■ Ce qu'on demande
A. Recopiez sans rien changer, dans le texte sur l'exposition Dolce Vita, tout ce qui va de « Sous ce titre » jusqu'à « diffuser leurs productions. ».
B. Répondez à ces questions d'après le texte sur l'exposition Dolce Vita :
(i) Quel musée présente l'exposition ?
(ii) En quel bois Giacomo Balla a-t-il conçu une salle à manger pour sa propre demeure ?
(iii) Dans quelle ville Fortunato Depero avait-il ouvert des « Maison del mago » ?
C. Poursuivez le texte sur l'exposition Dolce Vita à partir de l'endroit où il s'arrête.

■ Extrait du texte

+---+

Expositions

 

 

 

Dolce Vita ?

Du Liberty au design italien

 

1900 - 1940

 

 

 

Sous ce titre un rien accrocheur le musée d'Orsay présente une exposition dont le sujet a été rarement abordé en France : l'émergence de la modernité en Italie de la fin du XIXe siècle à 1940 dans les arts décoratifs et la peinture. Le propos de la manifestation est d'éclairer l'influence de la peinture et de la sculpture sur les arts que l'on dit, bien à tort, « mineurs ». Car ces artistes ne concevaient pas qu'il puisse y avoir une distance entre la vie de tous les jours et leur exigence esthétique. C'est ainsi que Giacomo Balla, le peintre futuriste a conçu une salle à manger en bois pauvre pour sa propre demeure - tout y était à vendre – et que Fortunato Depero avait ouvert des « Maison del mago » (maison du mage) à Rovereto ; d'autres encore inaugurent dans différentes villes des « maisons d'art ». Ceci dans le but de diffuser leurs productions.

+---+

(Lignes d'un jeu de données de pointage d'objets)
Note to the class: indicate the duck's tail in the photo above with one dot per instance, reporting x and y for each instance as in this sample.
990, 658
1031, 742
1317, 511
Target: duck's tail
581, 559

+---+

■ Réponses dans l'ordre
A.
Sous ce titre un rien accrocheur le musée d'Orsay présente une exposition dont le sujet a été rarement abordé en France : l'émergence de la modernité en Italie de la fin du XIXe siècle à 1940 dans les arts décoratifs et la peinture. Le propos de la manifestation est d'éclairer l'influence de la peinture et de la sculpture sur les arts que l'on dit, bien à tort, « mineurs ». Car ces artistes ne concevaient pas qu'il puisse y avoir une distance entre la vie de tous les jours et leur exigence esthétique. C'est ainsi que Giacomo Balla, le peintre futuriste a conçu une salle à manger en bois pauvre pour sa propre demeure - tout y était à vendre – et que Fortunato Depero avait ouvert des « Maison del mago » (maison du mage) à Rovereto ; d'autres encore inaugurent dans différentes villes des « maisons d'art ». Ceci dans le but de diffuser leurs productions.

B.
(i) Le musée d'Orsay.
(ii) En bois pauvre.
(iii) À Rovereto.

C.
09. zecchin_les mille et une nuits

 

En gros la période recouvre, pour moitié, l'épisode mussolinien, qui, contrairement à ce que l'on pourrait penser, n'était pas hostile dans ses débuts à la modernité. La plupart des artistes futuristes rejoignirent d'ailleurs les « Fasci ». C'était du, en grande partie, à l'influence de l'amante et inspiratrice du « Duce », Margheritta Sarfatti. Le vase de Corrado Cagli « Marche sur Rome », exposé à mi parcours, d'inspiration néo cubiste, témoigne de cette relative ouverture. Quelques films d'actualité en fin de parcours montrent, d'un côté le Roi Vittorio Emanuel III inaugurant les Biennales de Venise, triennales et quadriennales etc... , de l'autre Mussolini faisant de même. La confrontation a quelque chose de comique entre un roi lilliputien que l'on suit grâce au plumet de son képi émergent au milieu de la foule et le matamore qui confond énergie et hystérie en parcourant au pas de charge les salles... On serait tenté de sourire nonobstant le fin tragique de l'histoire.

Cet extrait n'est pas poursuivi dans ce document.